----- Page

As to other thoughts on Merseyside in 1963 (when we are told that the original photograph was taken) these have already been aired at length and will no doubt be aired further. The very existence of a site such as SN invites such airings.

We are all subjects of time and cir***stance, affected at least to some degree by events beyond any personal control. For my own part I'm only too grateful to have been born the son of a pilot and the grandson of a lawyer. Otherwise I would in all probability not have known that to join the Pilot Service in 1959 it was necessary to make written application between the ages of 16 and 16-and-a-half. It was never advertised. Only those youths who were already in the know, therefore, had the opportunity to apply. I applied and I thoroughly enjoyed it for almost thirty years; until some changes in the law began to loom in the 1980s, when personal cir***stances (including the death of my wife, without children) suggested that a rethink might be in order.

----------
----- Given entries

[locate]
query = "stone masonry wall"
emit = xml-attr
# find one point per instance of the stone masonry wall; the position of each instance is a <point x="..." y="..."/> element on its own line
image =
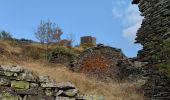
<point x="105" y="62"/>
<point x="154" y="35"/>
<point x="17" y="83"/>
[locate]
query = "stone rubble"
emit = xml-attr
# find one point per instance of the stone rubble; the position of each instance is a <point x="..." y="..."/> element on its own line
<point x="154" y="35"/>
<point x="17" y="83"/>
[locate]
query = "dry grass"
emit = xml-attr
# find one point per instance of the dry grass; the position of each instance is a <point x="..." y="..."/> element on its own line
<point x="91" y="86"/>
<point x="111" y="91"/>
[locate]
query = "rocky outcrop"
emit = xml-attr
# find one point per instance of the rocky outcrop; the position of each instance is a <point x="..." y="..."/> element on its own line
<point x="154" y="35"/>
<point x="104" y="62"/>
<point x="17" y="83"/>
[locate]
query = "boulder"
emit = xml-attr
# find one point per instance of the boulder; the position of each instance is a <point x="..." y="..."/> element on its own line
<point x="20" y="84"/>
<point x="70" y="92"/>
<point x="65" y="85"/>
<point x="4" y="82"/>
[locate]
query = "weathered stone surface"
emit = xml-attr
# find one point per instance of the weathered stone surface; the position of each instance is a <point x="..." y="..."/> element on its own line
<point x="28" y="91"/>
<point x="88" y="97"/>
<point x="38" y="97"/>
<point x="49" y="92"/>
<point x="27" y="77"/>
<point x="44" y="79"/>
<point x="24" y="85"/>
<point x="4" y="82"/>
<point x="154" y="36"/>
<point x="20" y="84"/>
<point x="49" y="85"/>
<point x="8" y="96"/>
<point x="12" y="68"/>
<point x="104" y="62"/>
<point x="65" y="85"/>
<point x="60" y="92"/>
<point x="34" y="85"/>
<point x="64" y="98"/>
<point x="71" y="92"/>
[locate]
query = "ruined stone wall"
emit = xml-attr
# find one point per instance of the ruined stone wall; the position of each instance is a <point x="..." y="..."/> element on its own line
<point x="17" y="83"/>
<point x="154" y="35"/>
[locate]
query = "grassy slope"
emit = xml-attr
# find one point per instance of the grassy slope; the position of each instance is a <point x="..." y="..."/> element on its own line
<point x="111" y="91"/>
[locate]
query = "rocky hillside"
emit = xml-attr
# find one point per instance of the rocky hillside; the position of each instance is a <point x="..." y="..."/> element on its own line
<point x="154" y="35"/>
<point x="14" y="53"/>
<point x="17" y="83"/>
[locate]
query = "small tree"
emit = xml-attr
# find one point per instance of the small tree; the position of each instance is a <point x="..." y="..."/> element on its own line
<point x="5" y="35"/>
<point x="48" y="33"/>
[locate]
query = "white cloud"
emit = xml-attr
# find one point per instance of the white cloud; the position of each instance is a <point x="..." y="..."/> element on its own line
<point x="131" y="19"/>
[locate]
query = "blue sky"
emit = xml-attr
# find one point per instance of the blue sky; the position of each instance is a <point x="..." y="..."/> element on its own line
<point x="112" y="22"/>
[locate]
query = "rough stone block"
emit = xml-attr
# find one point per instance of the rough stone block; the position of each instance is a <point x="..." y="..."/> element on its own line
<point x="20" y="84"/>
<point x="12" y="68"/>
<point x="49" y="85"/>
<point x="44" y="79"/>
<point x="4" y="82"/>
<point x="65" y="85"/>
<point x="71" y="92"/>
<point x="27" y="77"/>
<point x="8" y="96"/>
<point x="64" y="98"/>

----------

What you need to do:
a – List every year or decade mentioned in the Pilot Service passage.
b – According to the Pilot Service passage, between what ages did a person have to make written application to join the service in 1959?
c – Render this sentence from the Pilot Service passage in French: "Only those youths who were already in the know, therefore, had the opportunity to apply."
The material has no connection to the text about the Pilot Service.

Task-by-task answers:
a – 1963, 1959, the 1980s

b – Between the ages of 16 and 16-and-a-half.

c – Seuls les jeunes qui étaient déjà au courant avaient donc la possibilité de postuler.